╭─ Records provided

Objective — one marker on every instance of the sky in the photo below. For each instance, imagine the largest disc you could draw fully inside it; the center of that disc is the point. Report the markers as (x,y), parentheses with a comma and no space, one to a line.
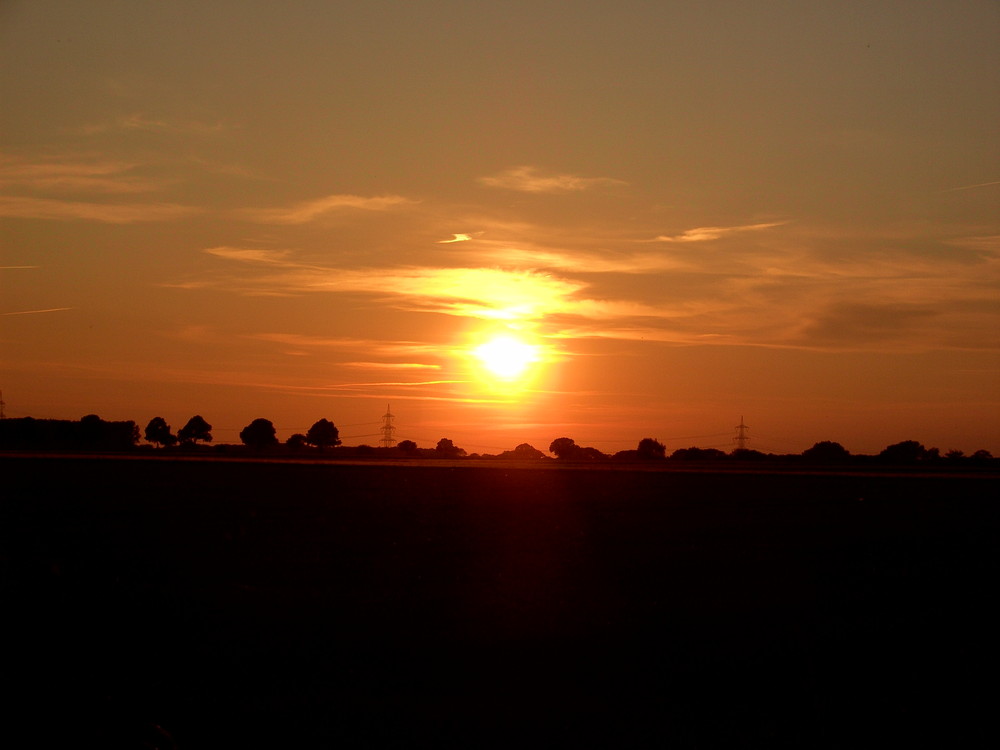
(509,221)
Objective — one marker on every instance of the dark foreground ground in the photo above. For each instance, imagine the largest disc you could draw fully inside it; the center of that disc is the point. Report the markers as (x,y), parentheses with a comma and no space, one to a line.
(202,604)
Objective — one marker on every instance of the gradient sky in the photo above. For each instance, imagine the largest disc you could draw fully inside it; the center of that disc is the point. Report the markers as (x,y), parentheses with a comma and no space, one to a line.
(696,211)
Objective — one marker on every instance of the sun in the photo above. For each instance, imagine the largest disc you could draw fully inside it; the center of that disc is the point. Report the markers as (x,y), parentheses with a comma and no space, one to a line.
(506,357)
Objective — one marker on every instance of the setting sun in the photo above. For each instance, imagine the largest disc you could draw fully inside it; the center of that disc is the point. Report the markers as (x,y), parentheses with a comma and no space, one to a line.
(506,357)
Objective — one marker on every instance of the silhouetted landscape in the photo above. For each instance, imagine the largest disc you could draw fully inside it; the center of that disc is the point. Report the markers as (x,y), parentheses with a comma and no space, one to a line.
(157,597)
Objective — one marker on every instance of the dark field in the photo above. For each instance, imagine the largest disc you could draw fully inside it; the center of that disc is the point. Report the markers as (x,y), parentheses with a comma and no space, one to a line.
(311,605)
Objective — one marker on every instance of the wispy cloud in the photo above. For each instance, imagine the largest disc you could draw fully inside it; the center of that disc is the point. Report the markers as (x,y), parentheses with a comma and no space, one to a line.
(302,213)
(704,234)
(462,237)
(528,179)
(251,255)
(109,213)
(390,365)
(973,187)
(139,121)
(36,312)
(73,175)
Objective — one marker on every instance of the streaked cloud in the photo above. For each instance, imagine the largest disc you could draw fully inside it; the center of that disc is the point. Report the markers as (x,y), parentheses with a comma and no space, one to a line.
(74,175)
(528,179)
(390,365)
(250,255)
(973,187)
(460,238)
(302,213)
(36,312)
(704,234)
(109,213)
(140,121)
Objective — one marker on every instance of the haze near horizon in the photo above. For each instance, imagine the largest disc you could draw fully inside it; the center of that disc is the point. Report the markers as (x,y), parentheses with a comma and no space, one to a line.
(514,222)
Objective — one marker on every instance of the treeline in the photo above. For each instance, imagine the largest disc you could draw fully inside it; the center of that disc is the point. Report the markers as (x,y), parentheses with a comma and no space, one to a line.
(260,437)
(89,433)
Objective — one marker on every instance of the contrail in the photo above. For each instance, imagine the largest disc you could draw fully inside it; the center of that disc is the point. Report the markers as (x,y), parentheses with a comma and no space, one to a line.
(970,187)
(32,312)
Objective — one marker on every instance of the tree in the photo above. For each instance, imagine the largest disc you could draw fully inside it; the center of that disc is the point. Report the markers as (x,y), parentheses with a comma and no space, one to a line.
(906,452)
(827,451)
(322,434)
(448,449)
(698,454)
(196,429)
(259,434)
(524,452)
(158,432)
(650,448)
(565,449)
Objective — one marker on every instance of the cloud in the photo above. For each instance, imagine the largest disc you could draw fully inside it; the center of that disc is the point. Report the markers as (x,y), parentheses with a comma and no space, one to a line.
(528,180)
(109,213)
(704,234)
(390,365)
(302,213)
(869,323)
(251,255)
(35,312)
(973,187)
(138,121)
(460,238)
(72,175)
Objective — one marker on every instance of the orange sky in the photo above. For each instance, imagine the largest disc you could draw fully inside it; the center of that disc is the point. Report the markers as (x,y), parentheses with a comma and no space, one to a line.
(693,212)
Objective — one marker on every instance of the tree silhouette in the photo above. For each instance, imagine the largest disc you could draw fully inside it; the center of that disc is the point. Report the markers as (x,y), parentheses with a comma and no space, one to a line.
(196,429)
(826,451)
(448,449)
(158,432)
(259,434)
(524,452)
(906,452)
(322,434)
(650,448)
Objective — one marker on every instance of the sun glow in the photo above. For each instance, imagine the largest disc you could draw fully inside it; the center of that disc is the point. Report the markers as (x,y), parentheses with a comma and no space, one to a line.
(506,357)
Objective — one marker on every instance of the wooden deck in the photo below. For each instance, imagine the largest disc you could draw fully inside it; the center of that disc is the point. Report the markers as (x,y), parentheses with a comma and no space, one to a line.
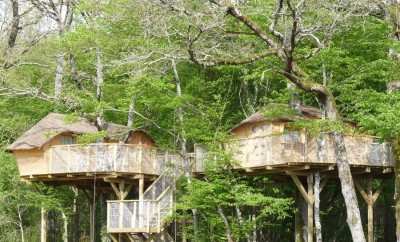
(79,162)
(294,151)
(278,153)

╰─

Convert the records above into a numbered list, skipping any blank lines. Leave the pictures out.

1. Objective — one marker on every instance of the sky in the photo below. For each instance, imagine the largest disc you could draw fully inside it; the center of that disc is the point. Report the markers as (x,y), parentheses with a comma and no space, one to a line.
2. (509,221)
3. Objective — one marker on every instance of the dark foreground ground in the photo above. For each instance, imagine the largest disc you could draw fully inside it; the center of that disc is the point. Report the markers as (x,y), parentheses with a comma and no space, one to a line.
4. (202,604)
5. Objective — one marker on every instance of the gradient sky in the photo above. For each instance, imagine the largest disc you could draw fully inside it; the center of that disc is the point. Report the markers as (x,y), parentheses with a comma and no space, one to a line.
6. (696,211)
7. Objective — one marker on every instance of the sun in the photo above. For each instance, imagine the largest disc you could draw fully inside it; the center of that disc is the point. Report the markers as (x,y), parentheses with a comma and no space, one to a line.
8. (506,357)
9. Objective — one marker on every instance of the setting sun in the photo above. For each instance, imagine the largest disc you could draw fully inside it; the center of that disc is the point. Report the markers as (x,y), parentheses with a comma and no space, one to a line.
10. (506,357)
11. Objective — one marker on every instance of the silhouetted landscape in the photo above. For each instance, imagine the largest disc you could draw fully inside it; the center of that disc is the point. Report the markers as (x,y), parentheses with a comma and no space, one to a line.
12. (157,597)
13. Objective — one marker on every instance of the dark field in the photo above. For each instance, imagine the largest disc you could draw fully inside it; the center of that disc is the point. Report the markers as (x,y), parentheses with a comma and no space, one to a line.
14. (311,605)
15. Objective — one marker on every instance of the wispy cloud in the photo above. For each instance, imagine the largest disc you could draw fully inside it; the center of that disc is the point. Report the markers as (x,y), parentheses with a comma and no space, one to a line.
16. (302,213)
17. (704,234)
18. (462,237)
19. (528,179)
20. (251,255)
21. (109,213)
22. (390,365)
23. (973,187)
24. (139,121)
25. (36,312)
26. (73,175)
27. Objective — one marker on every instance of the streaked cloud in the photo above. For each instance, imagine the largest disc you could draw fully inside it; the center of that disc is the point. Report the markers as (x,y), parentheses with a comma and no space, one to a line.
28. (74,175)
29. (528,179)
30. (390,365)
31. (250,255)
32. (973,187)
33. (460,238)
34. (302,213)
35. (36,312)
36. (704,234)
37. (109,213)
38. (140,121)
39. Objective — one marker on every instance of the haze near horizon in the photo above. For each instance, imagine the largest disc you could draw fully inside it; the center of that disc is the point. Report the markers as (x,y), parentheses with a comma and no space, one to a line.
40. (514,222)
41. Objective — one marker on every instance of the treeline in the photo above. For each instance, imagine the largest disc you could draw fully inside it; the center of that disc is the point. Report the markers as (x,y), parentheses with a comma and no space, one to a line.
42. (260,437)
43. (89,433)
44. Objective — one marker on every instance of the contrail in the photo above. For each instance, imagine the largest disc you could draw fully inside it; the center of that disc is the point. Report the markers as (x,y), parentheses with a comma and no space, one to a line.
45. (970,187)
46. (32,312)
47. Objective — one marker on every instance of the tree in the photo above. For each instance, imagine the largest disc you could draw fully inside it; the center of that disc is the point. Report the markers as (x,y), parentheses with a comma and no space, one to a line.
48. (906,452)
49. (827,451)
50. (322,434)
51. (448,449)
52. (698,454)
53. (196,429)
54. (259,434)
55. (524,452)
56. (158,432)
57. (650,448)
58. (565,449)
59. Objective — one marker on every instance of the cloud in the photo above. For each instance, imagine the largest disc you could draw fully inside it; the center of that disc is the point. Report the markers as (x,y), parentheses with a comma and no space, one to a line.
60. (528,180)
61. (109,213)
62. (704,234)
63. (390,365)
64. (302,213)
65. (869,323)
66. (251,255)
67. (35,312)
68. (973,187)
69. (138,121)
70. (460,238)
71. (72,175)
72. Objective — one marker on every instance of the orange sky in the photo above. For each instance, imagine the largest disc you could draw fully inside it; the center of that disc is the point. Report the markers as (x,y), parentheses with a comma and no space, one to a line.
73. (693,212)
74. Objective — one marker on every instance of the tree silhouette in the photo above. For each instance, imagine the largest disc you could draw fully inside it; the center of that disc is the point. Report the markers as (x,y), parentheses with a comma and no space, one to a line.
75. (196,429)
76. (826,451)
77. (448,449)
78. (158,432)
79. (259,434)
80. (524,452)
81. (906,452)
82. (322,434)
83. (650,448)
84. Objective — one marker on every instance of the sun glow in the photo above. For each instance, imagine the largest disc you could draw fully inside it; the center of that disc is the point. Report the markers as (x,y), parentheses with a comma and no space, one to a line.
85. (506,357)
86. Objective — one marker on every instance of the wooden deck in the photo below. For each instance, imagine the largest disc you could draw fully inside it; the center of that disc is the point. Report the markers as (x,y), parentheses with a comma and no space, one to a line.
87. (79,162)
88. (294,151)
89. (278,153)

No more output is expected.